_DOCUMENT_
Le 10 octobre 1866, Isabelle II destitua le général O'Donnell de la présidence du gouvernement, après seulement trois mois d'exercice. Elle nomma deux jours plus tard le modéréNarváez, lui aussi général.
Selon Josep Fontana la manière dont la reine fit connaître aux intéressés sa décision de changer le gouvernement — en choisissant le général modéré Narváez comme partenaire dans une danse au palais et non o’Donnell, épisode qui fut nommé « crise du rigodon » — illustre l’« extrême dégradation » de la politique espagnole et le à quel point « sa condition de monarchie constitutionnelle » était devenue « fictive »[2].
Le général Ramón María Narváez forma un gouvernement clairement réactionnaire qui intégrait des membres du Parti modéré, dont certains avaient participé à la révolution de 1854 mais qui l’avaient finalement reniée, comme Pidal et Cándido Nocedal. C’était précisément l’intention du gouvernement — revenir à la situation antérieure au Biennat progressiste —, ce qui rapidement se révéla impossible[3]. Des modérés ultra-conservateurs faisaient également parti du cabinet, dont un ancien carliste, le général Urbiztondo. On dit alors que les membres les plus réactionnaires du gouvernement avaient été imposés à Narváez par la reine elle-même, encouragée par la camarilla cléricale menée par le père Claret[4].
L’une des premières décisions du nouveau gouvernement fut de rétablir pleinement la Constitution de 1845, qui avait été en vigueur au cours de la Décennie modérée (1844-1854)[3], ainsi que la suspension du désamortissement — comme l’avait exigé la reine et qui avait constitué le principal motif de la chute d’O’Donnell — et le rétablissement de la legislation restrictive des modérés sur la presse et les municipalités. Le Concordat de 1851 avec l’Église catholique fut également restauré[4].

_DONNÉES FOURNIES_
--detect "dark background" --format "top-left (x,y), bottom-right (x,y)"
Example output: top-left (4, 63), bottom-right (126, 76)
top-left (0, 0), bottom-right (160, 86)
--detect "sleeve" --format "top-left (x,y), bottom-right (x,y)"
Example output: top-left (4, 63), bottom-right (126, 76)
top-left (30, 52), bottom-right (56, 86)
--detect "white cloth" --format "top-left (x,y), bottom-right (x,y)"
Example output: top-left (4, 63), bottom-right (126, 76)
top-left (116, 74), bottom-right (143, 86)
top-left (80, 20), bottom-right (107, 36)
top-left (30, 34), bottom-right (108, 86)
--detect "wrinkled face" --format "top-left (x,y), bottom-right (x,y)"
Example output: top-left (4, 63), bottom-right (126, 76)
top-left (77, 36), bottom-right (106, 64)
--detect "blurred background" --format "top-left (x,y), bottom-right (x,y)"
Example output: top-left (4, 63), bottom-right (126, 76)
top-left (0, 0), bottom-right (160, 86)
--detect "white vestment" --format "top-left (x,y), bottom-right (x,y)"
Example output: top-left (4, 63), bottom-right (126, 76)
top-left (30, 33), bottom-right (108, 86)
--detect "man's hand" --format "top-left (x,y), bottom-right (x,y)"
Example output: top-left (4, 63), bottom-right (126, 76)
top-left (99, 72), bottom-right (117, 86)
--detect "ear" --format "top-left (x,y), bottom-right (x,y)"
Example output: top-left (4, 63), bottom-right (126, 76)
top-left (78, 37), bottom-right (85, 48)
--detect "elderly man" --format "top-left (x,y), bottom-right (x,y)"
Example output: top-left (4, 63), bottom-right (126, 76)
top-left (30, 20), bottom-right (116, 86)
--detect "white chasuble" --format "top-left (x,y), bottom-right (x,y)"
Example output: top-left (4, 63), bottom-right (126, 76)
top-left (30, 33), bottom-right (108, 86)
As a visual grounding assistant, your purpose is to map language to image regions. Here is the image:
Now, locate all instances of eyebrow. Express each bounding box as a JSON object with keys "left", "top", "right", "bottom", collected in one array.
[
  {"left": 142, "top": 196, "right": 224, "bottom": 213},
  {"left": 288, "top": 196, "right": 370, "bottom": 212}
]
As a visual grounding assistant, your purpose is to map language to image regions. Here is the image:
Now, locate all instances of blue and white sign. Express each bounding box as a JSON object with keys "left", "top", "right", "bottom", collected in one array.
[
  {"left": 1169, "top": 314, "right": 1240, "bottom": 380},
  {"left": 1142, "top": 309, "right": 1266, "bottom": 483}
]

_CONSIGNE_
D'après le document sur le gouvernement de Narváez, quelle constitution fut pleinement rétablie parmi les premières décisions du nouveau gouvernement ? Les enregistrements sont un matériel à part, sans lien avec le document.

_RÉPONSE COMPLÈTE_
La Constitution de 1845, qui avait été en vigueur pendant la Décennie modérée (1844-1854).